• _PAGE EXCERPT_:

================================

Technology capable of measuring muscle oxygenation has now been available to athletes and coaches for a few years.  When it first came out, there was hype that live readouts of SmO2(Muscle Oxygenation Saturation) would revolutionize the way we train.  So far, the revolution is a bit delayed. Training with direct force power measurement is still the gold standard for consumer-level athletes.  But that doesn't mean that muscle oxygenation is dead. I've now been using the MOXY Monitor muscle oxygen sensor for about 6 months and have a theory about the way we might get serious benefit out of this little blinky-light box.  This post is (hopefully) the beginning of a series, and a conversation, where I will outline, test, and discuss a potential new method of using muscle oxygenation measures for daily training.

Disclaimer

As a trained scientist, I feel obliged to disclaimer this upfront.  This is, at its heart, inductive science. I have a basic understanding of the systems involved but am not sure if there will be utility and thus wish to explore this by gathering data and exploring what the data suggest.  Feel free to follow along, or spin off your own research from this. The intent of publishing this is to possibly accelerate the development beyond my own limited capacity as a full-time grad student and coach.

First, What is Watts?

Before we can dive into possible future directions, I think it is valuable to understand where we are right now as an industry that uses power output over time(Wattage or Watts).  Watts are a direct force measurement of work. That is, how much energy is being transferred over a period of time. 1 Watt is also equal to 1 Joule of energy transferred per second.  For our purposes in sport, it is a standard measure of output that, when combined with the knowledge of how heavy the object is that is being moved, provides an apples to apples comparison of athletic potential.

================================

Labeled region records:

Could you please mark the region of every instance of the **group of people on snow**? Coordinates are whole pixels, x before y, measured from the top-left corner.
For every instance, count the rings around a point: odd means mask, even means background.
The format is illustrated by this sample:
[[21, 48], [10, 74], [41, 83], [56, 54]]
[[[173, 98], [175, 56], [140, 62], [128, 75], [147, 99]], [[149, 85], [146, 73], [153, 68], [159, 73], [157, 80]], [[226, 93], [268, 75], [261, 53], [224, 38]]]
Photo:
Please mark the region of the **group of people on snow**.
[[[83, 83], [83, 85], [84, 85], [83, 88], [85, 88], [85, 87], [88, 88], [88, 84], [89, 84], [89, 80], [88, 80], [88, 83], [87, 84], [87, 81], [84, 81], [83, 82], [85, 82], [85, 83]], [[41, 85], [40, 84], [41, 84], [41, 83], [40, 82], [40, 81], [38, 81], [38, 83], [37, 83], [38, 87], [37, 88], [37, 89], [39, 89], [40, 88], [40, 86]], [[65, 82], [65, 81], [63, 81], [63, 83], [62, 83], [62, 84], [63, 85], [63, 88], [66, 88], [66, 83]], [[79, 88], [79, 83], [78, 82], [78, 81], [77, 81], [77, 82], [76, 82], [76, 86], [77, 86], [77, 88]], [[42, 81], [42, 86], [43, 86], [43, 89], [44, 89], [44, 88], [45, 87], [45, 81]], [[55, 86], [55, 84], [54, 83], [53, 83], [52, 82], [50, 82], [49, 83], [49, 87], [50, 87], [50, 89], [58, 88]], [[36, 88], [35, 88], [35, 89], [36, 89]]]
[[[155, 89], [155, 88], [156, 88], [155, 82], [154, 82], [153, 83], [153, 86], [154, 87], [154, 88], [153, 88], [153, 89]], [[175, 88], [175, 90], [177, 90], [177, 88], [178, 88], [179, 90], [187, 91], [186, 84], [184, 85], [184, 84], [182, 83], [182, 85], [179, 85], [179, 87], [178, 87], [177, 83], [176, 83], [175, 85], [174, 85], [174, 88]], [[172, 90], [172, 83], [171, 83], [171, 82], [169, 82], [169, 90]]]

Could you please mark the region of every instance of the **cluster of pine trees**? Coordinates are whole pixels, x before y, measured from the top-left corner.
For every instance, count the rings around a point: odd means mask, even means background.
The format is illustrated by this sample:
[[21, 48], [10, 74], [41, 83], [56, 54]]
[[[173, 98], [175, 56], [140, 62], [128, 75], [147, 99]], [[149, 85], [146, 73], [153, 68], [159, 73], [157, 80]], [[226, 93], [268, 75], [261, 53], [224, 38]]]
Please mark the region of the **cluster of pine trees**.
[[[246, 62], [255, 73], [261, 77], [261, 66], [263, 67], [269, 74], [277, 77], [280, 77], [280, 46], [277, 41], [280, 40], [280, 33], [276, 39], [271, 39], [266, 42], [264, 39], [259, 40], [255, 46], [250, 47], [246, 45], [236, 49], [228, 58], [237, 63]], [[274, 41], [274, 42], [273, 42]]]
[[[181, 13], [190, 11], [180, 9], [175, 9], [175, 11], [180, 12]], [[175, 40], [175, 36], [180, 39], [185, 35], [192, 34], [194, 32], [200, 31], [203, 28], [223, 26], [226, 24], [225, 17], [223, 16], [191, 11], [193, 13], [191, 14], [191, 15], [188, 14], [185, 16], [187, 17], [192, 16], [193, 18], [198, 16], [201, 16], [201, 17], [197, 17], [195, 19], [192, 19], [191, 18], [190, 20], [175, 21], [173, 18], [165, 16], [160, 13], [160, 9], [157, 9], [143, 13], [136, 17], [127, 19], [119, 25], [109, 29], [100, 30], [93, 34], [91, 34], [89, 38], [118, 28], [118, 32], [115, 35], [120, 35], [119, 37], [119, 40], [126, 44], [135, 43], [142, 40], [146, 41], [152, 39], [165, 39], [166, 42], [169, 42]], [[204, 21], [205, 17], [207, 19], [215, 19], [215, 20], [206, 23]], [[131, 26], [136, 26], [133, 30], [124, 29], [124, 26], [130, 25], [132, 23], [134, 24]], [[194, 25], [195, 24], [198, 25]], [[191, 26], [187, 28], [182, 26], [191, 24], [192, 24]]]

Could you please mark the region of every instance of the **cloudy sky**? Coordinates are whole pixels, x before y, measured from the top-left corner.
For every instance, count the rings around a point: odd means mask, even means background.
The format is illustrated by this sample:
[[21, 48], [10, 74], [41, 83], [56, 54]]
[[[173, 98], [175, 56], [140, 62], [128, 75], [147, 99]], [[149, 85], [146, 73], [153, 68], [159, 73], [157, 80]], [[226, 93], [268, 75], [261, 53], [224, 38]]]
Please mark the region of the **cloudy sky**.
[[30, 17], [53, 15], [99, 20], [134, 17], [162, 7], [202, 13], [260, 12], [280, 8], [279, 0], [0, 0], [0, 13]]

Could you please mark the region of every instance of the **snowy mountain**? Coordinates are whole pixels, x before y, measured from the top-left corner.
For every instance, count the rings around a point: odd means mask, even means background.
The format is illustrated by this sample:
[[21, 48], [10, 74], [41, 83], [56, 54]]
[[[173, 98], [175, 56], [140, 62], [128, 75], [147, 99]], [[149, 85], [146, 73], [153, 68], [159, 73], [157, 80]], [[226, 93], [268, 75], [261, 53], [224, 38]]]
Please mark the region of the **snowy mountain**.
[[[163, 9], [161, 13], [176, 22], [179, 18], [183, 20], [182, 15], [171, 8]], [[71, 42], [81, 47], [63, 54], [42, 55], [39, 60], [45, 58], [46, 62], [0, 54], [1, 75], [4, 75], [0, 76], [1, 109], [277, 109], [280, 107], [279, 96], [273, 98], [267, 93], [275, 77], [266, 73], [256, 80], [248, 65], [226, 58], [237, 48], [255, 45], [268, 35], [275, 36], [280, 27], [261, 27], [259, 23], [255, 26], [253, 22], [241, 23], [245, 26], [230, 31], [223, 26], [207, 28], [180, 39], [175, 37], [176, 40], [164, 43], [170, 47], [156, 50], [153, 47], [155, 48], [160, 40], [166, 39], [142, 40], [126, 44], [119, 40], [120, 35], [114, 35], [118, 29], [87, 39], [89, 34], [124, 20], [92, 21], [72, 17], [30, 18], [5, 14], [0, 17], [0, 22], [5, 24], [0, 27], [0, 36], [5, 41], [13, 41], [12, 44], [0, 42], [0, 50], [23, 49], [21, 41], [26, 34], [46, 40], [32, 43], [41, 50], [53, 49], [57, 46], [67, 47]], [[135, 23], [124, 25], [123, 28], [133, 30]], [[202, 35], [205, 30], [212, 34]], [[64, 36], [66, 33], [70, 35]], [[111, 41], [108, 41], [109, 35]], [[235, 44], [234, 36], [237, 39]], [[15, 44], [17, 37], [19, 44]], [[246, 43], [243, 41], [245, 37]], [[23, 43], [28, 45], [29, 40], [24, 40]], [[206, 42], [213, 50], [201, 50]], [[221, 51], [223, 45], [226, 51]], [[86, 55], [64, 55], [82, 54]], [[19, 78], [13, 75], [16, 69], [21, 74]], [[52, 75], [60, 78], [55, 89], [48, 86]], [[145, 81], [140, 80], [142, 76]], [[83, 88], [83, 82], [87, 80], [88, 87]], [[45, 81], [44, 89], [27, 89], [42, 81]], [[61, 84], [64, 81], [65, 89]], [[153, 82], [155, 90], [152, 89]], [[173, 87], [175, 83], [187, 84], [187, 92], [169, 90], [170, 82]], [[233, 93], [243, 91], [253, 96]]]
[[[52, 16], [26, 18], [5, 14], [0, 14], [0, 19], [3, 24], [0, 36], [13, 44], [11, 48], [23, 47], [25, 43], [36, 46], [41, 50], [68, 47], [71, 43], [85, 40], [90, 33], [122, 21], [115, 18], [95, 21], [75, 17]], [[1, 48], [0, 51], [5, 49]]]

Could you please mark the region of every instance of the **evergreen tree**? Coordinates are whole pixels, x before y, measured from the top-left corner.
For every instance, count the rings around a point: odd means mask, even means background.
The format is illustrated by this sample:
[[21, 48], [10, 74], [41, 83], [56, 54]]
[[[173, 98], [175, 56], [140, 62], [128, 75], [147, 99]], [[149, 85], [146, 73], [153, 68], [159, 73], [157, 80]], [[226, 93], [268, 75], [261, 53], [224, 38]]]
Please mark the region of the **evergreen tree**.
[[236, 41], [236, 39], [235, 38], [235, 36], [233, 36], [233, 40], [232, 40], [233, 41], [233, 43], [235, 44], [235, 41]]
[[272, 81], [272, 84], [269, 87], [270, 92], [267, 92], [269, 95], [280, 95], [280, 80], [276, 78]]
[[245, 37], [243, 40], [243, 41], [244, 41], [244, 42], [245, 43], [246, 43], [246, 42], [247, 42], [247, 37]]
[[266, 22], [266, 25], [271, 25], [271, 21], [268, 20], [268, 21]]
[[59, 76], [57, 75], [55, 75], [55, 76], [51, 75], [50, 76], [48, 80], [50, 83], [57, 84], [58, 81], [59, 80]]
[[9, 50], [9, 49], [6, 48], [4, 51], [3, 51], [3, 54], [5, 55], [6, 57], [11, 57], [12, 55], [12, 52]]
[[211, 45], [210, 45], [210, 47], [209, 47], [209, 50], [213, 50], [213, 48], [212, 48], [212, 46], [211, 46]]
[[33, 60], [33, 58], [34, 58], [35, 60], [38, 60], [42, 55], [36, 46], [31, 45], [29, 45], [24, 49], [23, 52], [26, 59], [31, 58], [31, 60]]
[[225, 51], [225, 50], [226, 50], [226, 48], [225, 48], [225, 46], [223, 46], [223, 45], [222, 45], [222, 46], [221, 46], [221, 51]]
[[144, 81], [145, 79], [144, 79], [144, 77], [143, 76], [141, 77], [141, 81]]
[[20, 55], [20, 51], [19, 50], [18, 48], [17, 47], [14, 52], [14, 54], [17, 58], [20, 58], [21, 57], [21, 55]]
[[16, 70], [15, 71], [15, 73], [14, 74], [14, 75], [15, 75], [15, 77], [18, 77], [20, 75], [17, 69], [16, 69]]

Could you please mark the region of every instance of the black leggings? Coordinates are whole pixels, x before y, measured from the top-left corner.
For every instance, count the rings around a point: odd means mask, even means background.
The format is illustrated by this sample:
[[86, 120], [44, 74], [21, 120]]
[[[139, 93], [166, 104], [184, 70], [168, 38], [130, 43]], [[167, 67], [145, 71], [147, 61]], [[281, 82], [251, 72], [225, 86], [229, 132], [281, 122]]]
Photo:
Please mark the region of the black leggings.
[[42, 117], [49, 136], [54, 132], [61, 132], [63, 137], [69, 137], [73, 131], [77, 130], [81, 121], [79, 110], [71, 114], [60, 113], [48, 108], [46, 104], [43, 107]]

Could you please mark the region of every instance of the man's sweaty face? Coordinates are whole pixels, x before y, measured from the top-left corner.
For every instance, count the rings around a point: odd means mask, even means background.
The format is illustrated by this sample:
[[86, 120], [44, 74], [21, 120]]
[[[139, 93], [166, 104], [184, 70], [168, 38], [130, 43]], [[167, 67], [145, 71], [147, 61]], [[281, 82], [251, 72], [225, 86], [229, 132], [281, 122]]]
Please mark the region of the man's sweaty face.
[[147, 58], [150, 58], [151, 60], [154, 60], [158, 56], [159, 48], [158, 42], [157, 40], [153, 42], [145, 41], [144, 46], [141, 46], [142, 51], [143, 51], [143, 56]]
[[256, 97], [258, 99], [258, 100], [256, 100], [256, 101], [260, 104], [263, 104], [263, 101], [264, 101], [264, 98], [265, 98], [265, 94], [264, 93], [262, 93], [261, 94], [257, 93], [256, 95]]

================================

• _WORK INSTRUCTIONS_: Carry on the post about training with muscle oxygenation from the point where it ends.

• _ANSWER TO THIS EXERCISE_:
An athlete's specific wattage output ability for a specific duration divided by their mass (Watts per Kilogram) can give you a really accurate estimation of if they are competitive in specific races.  For example, an athlete that can output 25 W/Kg over a 5-second sprint is considered world class.  Translating that, assuming average US male weight of ~89Kg, that would be someone averaging 2,226 Watts for 5 seconds.  For reference, most world tour level bike sprinters top out around 1600-1800 Watts(but they also weigh about as much as a damp kleenex too).

Power meters were first adapted for cycling in the late '80s, but didn't see wide usage in the pros for another decade, and consumer usage really only started to boom in the last five.  it is still prohibitively expensive for most age group or hobby level athletes, so why use it? Well, it works better than anything else we have had, it is well supported, and it provides a useful yardstick to benchmark athlete potential.  All my clients use it. I train on it. If you want to learn more about it, I really recommend  Joe Friel's "The Powermeter Handbook."  I want to be clear, I'm not here to take down power training.  I believe in its utility.

But training with power has limits.

1) It doesn't translate well to other sports.

Despite the hard work of a lot of sports tech companies and athletes, running, swimming, lifting etc still don't have a convenient power metric that provides the same level of utility as it does in cycling.

2) It is a relatively indirect measure of the changes that actually matter.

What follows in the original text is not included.